# Directive 1
Reproduce the customer service transcript verbatim, starting at "Unidentified Woman #2: Well, then" and ending at "Hold on a sec.".
# Directive 2
Answer these questions from the customer service transcript.
(a) What does Unidentified Woman #3 ask whether she can do instead of mailing a copy of her cancelled check?
(b) What figure does Unidentified Woman #4 give as the balance in the caller's checking account?
(c) How many people surveyed by the Accenture consulting firm complained that the growing use of automated telephone attendants had not improved service?

Unidentified Woman #3: You - yes, I did. I'm holding my cancelled check in my hand.
Unidentified Woman #2: Well, then you have to mail a copy of that to us.
Unidentified Woman #3: Can I fax it instead?
Unidentified Woman #2: Yes.
Unidentified Woman #3: So what's the fax number?
Unidentified Woman #2: Hold on a sec.
(Soundbite of clicking)
(Soundbite of music)
Unidentified Woman #3: I can't believe this.
Ms. HANES: This is a real dizzy(ph) of an example of poor service. She would have been better off to just stay home that day.
HORSLEY: Hanes says even when the message is unpleasant like a missing payment, the messenger doesn't have to be.
(Soundbite of telephone ringing)
Unidentified Woman #4: Customer service, can I help you?
Mr. LARRY JOHNSON(ph) (Caller): Yeah, I need to know the balance in my checking account.
Unidentified Woman #4: Name and soc(ph)?
Mr. JOHNSON: It's Larry Johnson, 210-98-7557.
(Soundbite of typing)
Unidentified Woman #4: 356.72.
HORSLEY: When Hanes plays this tape for her call-center students, they often write the service as fairly good. After all, the customer got what he wanted. But Hanes insists that's not good enough.
Ms. HANES: She's got to give him the bank balance, that's what she's there for. But today's customers are looking for experiences. You know, she wasn't any better than a robot.
HORSLEY: And robots aren't what most people want. Three out of five people surveyed by the Accenture consulting firm complained there's a growing use of automated telephone attendants in the last five years, has not improved service. What's more? When customers need help from a company, they're still far more likely to go to the telephone than send an email, turn to a Web site or visit the business in person. Unfortunately when the phone rings, many companies drop the ball.

# Given data
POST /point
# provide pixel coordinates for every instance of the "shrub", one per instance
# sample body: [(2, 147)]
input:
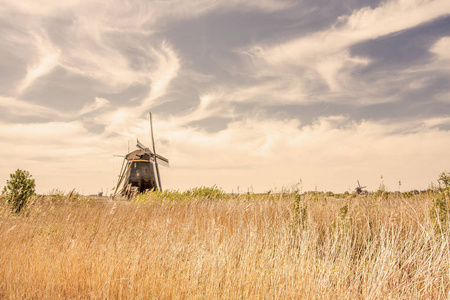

# Complete answer 1
Unidentified Woman #2: Well, then you have to mail a copy of that to us.
Unidentified Woman #3: Can I fax it instead?
Unidentified Woman #2: Yes.
Unidentified Woman #3: So what's the fax number?
Unidentified Woman #2: Hold on a sec.

# Complete answer 2
(a) She asks whether she can fax it.
(b) 356.72
(c) Three out of five